■ What to do ■
1. List the three questions that interviewed users raised about recurring orders in the Instacart case study.
2. Condense the paragraph of the Instacart case study that begins "Online grocery shopping has become" into a single shorter sentence that keeps its main facts.
3. Reproduce everything from "Understanding the Landscape" down to "differentiator—if done right." in the Instacart case study, swapping "Customization" for "Personalization".

■ Excerpted passage ■
--

Designing a Recurring Grocery Delivery Experience for Instacart

Role | Timeline | Tools |
|---|---|---|
• UX Research
| 6 weeks | Figma, Maze for Usability Testing |
Overview
Online grocery shopping has become part of everyday life. What started as a convenience—especially during COVID—has now turned into a habit.
While using Instacart myself, I noticed something frustrating:
Every time I needed essentials, I found myself repeating the exact same process—searching, adding items, checking out—over and over again.
It raised a simple question:
Why does something so routine still require so much manual effort?
This wasn’t just a personal inconvenience—it pointed to a broader opportunity:
Users regularly buy the same items
The platform doesn’t support long-term planning
Repetition creates friction in an otherwise convenient experience
Framing the Opportunity
Instead of jumping straight into solutions, I wanted to understand:
Is this a common behavior?
Do users actually want automation?
What would make them trust a system to order for them?
This led me to frame the core challenge:
How might we reduce the effort of repeat grocery shopping while giving users control and flexibility?
Understanding the Landscape
I began by looking at competing platforms.
Most grocery apps perform well on:
Speed and delivery
Product variety
Interface usability
But one gap stood out:
👉 Very few platforms offer a truly flexible recurring order experience

Some had limited subscription models, but they lacked:
Customization
Control over scheduling
Transparency in how orders are handled
This reinforced the idea that automation could be a strong differentiator—if done right.
Listening to Users
To validate this direction, I conducted 1:1 interviews with five frequent grocery app users.
Instead of pitching an idea, I focused on understanding their real habits:
How they plan groceries
What frustrates them about reordering
Whether they trust automation for essentials
Most users reacted positively to the idea of recurring orders, but their responses quickly revealed tension points.
“What if I want to change something last minute?”
“Will I be locked into a schedule?”
“What happens if something is out of stock?”
This was a turning point.
It became clear that users didn’t just want automation—they wanted automation with flexibility and control.
Turning insights into direction
From the research, I synthesized key design requirements that would guide the experience:
Instead of listing them as features, I translated them into experience principles:
Users must always be able to modify or skip scheduled orders
The system must handle uncertainty like stock availability gracefully
Users should receive clear visibility before any order is placed
Alongside this, another opportunity emerged:
users were already mentally grouping groceries in their heads—but the app wasn’t supporting that behavior.

--

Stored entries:
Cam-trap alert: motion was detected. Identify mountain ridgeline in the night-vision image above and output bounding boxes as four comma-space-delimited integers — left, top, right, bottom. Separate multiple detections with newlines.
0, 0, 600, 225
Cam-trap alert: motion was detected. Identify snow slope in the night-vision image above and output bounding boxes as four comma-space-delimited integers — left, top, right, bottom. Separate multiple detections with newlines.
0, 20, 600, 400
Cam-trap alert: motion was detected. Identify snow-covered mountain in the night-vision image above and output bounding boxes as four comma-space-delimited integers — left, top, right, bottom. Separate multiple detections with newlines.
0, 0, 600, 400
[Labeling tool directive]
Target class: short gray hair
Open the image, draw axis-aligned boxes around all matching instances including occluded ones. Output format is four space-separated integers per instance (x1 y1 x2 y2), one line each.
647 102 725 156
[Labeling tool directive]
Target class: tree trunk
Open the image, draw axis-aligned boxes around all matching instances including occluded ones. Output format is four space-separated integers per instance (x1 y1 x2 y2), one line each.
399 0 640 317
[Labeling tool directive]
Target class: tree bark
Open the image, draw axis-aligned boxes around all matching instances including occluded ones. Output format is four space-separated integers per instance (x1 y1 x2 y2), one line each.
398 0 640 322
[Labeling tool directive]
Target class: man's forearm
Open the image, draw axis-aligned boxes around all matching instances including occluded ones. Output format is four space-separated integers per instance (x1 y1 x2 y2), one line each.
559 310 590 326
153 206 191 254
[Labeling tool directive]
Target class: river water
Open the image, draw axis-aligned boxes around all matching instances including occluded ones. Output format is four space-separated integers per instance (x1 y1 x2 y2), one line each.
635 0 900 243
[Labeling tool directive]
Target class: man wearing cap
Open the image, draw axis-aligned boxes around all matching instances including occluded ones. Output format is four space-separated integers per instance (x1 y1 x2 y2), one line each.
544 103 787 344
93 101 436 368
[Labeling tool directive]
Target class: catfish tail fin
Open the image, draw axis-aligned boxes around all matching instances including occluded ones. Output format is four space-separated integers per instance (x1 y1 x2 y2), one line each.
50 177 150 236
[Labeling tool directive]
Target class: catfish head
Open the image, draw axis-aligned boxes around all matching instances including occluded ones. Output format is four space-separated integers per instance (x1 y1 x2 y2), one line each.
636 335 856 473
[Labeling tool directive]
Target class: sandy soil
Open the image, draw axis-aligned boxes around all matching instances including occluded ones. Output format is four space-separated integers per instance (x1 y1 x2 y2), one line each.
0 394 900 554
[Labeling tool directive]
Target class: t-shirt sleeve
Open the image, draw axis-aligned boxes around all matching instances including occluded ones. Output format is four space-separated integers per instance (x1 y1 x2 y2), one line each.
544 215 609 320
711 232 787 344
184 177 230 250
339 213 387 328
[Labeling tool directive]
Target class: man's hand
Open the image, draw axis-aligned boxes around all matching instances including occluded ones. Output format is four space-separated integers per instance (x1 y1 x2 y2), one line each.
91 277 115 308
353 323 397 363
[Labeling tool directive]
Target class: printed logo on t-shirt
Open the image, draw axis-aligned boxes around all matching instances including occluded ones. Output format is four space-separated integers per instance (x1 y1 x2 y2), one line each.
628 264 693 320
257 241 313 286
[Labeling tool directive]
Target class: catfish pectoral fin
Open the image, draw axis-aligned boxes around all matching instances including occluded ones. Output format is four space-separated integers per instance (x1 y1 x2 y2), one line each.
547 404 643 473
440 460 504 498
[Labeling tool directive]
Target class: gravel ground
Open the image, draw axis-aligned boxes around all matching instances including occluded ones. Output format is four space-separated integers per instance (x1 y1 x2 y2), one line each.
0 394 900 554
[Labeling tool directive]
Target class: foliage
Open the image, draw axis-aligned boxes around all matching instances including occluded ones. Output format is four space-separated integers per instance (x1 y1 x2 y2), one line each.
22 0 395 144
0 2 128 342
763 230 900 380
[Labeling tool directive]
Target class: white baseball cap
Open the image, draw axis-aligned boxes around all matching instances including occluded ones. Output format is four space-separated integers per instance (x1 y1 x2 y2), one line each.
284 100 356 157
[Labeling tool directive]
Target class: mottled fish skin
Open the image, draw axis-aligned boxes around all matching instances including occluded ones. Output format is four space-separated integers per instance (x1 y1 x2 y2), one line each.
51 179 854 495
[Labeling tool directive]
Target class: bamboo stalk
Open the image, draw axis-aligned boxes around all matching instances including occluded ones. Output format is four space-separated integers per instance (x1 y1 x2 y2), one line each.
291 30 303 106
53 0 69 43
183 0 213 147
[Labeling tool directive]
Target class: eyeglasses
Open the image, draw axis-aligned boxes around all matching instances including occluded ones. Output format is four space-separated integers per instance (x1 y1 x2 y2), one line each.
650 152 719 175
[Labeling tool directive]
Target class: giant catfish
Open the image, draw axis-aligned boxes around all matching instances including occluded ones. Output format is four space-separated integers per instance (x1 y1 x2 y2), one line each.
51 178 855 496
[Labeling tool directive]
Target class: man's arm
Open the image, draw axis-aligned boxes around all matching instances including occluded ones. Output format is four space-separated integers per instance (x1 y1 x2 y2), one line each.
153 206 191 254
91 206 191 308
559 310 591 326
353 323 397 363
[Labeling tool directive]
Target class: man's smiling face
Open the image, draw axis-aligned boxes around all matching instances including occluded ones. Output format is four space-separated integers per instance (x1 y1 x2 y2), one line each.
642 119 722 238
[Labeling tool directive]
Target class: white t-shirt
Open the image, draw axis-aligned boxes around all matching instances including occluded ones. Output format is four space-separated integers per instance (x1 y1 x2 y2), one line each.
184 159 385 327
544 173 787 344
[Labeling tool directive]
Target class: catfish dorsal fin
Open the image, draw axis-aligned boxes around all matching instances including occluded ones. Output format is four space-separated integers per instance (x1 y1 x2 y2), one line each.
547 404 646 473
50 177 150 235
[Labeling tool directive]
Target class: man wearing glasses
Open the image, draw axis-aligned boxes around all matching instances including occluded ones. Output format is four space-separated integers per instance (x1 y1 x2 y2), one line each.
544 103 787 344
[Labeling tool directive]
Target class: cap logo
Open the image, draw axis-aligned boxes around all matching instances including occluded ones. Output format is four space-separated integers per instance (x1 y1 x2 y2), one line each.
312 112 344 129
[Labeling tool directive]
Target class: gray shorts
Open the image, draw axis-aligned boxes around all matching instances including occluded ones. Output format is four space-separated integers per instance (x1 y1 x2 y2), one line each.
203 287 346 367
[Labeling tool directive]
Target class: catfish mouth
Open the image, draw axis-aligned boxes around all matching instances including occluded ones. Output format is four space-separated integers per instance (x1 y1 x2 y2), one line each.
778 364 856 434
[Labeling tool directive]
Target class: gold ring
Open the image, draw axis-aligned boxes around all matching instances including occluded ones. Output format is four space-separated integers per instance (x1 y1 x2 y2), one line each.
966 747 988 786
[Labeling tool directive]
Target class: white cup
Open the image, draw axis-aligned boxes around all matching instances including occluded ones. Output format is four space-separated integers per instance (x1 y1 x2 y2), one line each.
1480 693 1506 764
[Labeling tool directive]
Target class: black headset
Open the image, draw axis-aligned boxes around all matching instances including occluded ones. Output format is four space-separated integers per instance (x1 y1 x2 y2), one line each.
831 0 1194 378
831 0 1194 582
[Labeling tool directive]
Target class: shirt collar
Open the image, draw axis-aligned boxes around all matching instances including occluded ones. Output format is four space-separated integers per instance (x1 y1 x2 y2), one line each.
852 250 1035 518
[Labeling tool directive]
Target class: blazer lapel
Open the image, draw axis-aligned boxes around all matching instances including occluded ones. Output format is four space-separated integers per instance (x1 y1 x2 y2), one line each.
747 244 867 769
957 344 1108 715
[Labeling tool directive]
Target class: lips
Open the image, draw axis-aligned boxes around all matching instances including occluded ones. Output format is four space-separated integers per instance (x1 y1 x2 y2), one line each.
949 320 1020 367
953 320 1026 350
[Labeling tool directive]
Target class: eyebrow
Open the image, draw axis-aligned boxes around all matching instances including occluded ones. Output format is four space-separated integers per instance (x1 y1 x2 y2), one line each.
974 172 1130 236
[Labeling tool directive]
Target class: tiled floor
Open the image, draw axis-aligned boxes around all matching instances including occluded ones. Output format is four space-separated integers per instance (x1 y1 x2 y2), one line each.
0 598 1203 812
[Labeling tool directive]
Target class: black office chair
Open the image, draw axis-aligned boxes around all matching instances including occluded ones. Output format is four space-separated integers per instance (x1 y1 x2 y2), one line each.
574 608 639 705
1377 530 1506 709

--

■ Results in order ■
1.
- "What if I want to change something last minute?"
- "Will I be locked into a schedule?"
- "What happens if something is out of stock?"

2. Online grocery shopping, a convenience that took hold during COVID, is now an everyday habit.

3.
Understanding the Landscape
I began by looking at competing platforms.
Most grocery apps perform well on:
Speed and delivery
Product variety
Interface usability
But one gap stood out:
👉 Very few platforms offer a truly flexible recurring order experience

Some had limited subscription models, but they lacked:
Personalization
Control over scheduling
Transparency in how orders are handled
This reinforced the idea that automation could be a strong differentiator—if done right.